▶ SUPPLIED INFORMATION:
----

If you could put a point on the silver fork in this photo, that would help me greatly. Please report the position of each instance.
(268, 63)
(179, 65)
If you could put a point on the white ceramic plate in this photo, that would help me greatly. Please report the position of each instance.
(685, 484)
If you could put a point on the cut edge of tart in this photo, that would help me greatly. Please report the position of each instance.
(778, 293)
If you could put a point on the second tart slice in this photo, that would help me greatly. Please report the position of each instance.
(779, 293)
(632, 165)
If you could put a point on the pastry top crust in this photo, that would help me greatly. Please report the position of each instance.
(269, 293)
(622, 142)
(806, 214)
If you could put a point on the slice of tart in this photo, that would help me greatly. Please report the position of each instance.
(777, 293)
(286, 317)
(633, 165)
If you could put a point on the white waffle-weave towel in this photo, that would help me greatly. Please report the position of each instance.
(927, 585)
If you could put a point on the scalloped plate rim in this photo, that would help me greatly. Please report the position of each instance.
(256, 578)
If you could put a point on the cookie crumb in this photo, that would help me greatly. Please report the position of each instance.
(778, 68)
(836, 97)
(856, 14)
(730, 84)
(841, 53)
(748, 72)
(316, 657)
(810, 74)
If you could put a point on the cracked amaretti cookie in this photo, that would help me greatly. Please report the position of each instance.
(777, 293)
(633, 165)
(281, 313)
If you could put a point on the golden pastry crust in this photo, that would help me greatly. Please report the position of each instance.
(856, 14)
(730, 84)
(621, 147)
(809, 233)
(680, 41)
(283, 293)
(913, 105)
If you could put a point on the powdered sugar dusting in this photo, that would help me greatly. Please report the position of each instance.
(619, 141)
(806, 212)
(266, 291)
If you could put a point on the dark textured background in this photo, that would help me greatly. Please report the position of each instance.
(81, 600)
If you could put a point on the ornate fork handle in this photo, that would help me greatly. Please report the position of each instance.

----

Each entry, from start to finish, must be restated exactly.

▶ TASK RESPONSE:
If you could put a point on the silver fork in this photo, that would help me greatly. Please report the position of each instance.
(268, 63)
(179, 65)
If you could put a point on the white ceramic plate in this photo, that would help me greatly. Please report the position of each instance.
(685, 484)
If you could put a point on the cut edge of tart in this photo, that would help me greatly. Please report the position of each instance.
(778, 293)
If you could put a point on the second tart slice in this photo, that would help me greatly. Please report the position of each instance.
(779, 293)
(632, 165)
If you could put a point on the pastry top crust in this photo, that would help me greatly. Please report the position of each instance.
(269, 293)
(622, 142)
(806, 214)
If you could put a point on the slice of tart in this photo, that would help me greatly. Please report the position of each instance.
(777, 293)
(286, 317)
(633, 165)
If you could put a point on the white waffle-weave towel in this photo, that would help me greatly. Please report the position of each instance.
(927, 585)
If you could put a point on the scalloped plate rim in this photo, that would help me greatly. Please report the position of each instance.
(256, 578)
If you could put a point on the cookie crumb in this photo, that would help me greatly. Please report the position of each instance.
(778, 68)
(836, 97)
(856, 14)
(730, 84)
(841, 53)
(748, 72)
(316, 657)
(810, 74)
If you could put a point on the cracked amaretti cookie in this photo, that would help me greatly. Please report the position of each instance.
(777, 293)
(633, 165)
(281, 313)
If you could put a point on the golden pastry crust in this photo, that would help me greatly. Please report the position of each instance.
(856, 14)
(730, 84)
(621, 147)
(809, 233)
(680, 41)
(283, 293)
(913, 105)
If you could put a point on the powdered sugar dusting in this photo, that would help me greatly. Please report the position of each instance.
(619, 141)
(806, 212)
(266, 291)
If you could put a point on the dark textured background in this photo, that would help me greatly. Please report the position of each instance.
(81, 600)
If you could put a point on the ornate fork handle in this photo, that would help me greatly. Please report the position of each instance.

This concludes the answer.